WHAT IS REQUIRED → Output every line below as it stands, dropping only the images.

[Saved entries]

....

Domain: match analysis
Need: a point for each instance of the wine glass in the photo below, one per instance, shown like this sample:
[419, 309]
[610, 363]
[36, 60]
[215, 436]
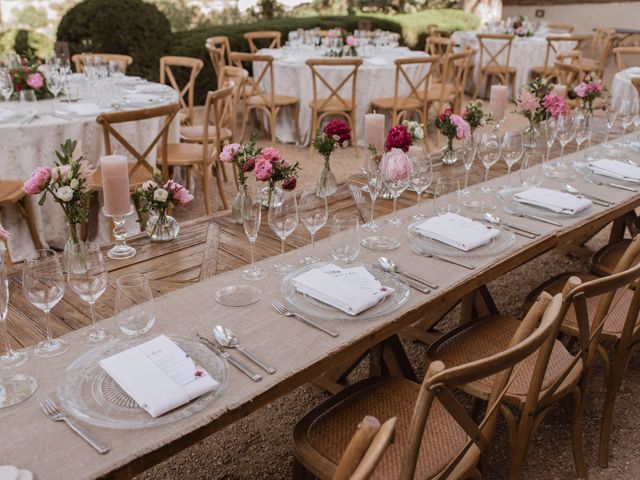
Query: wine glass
[283, 220]
[489, 152]
[251, 211]
[314, 213]
[88, 278]
[512, 151]
[344, 243]
[447, 195]
[421, 178]
[43, 286]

....

OUTPUT FOR THIS EXERCISE →
Domain: match analysis
Need: a point for each instance of the wine glass in the photo below, one per instance, shown like this sample:
[419, 309]
[610, 363]
[36, 60]
[215, 436]
Query: wine glass
[283, 220]
[489, 152]
[251, 211]
[314, 213]
[88, 278]
[512, 151]
[344, 243]
[447, 195]
[421, 178]
[43, 286]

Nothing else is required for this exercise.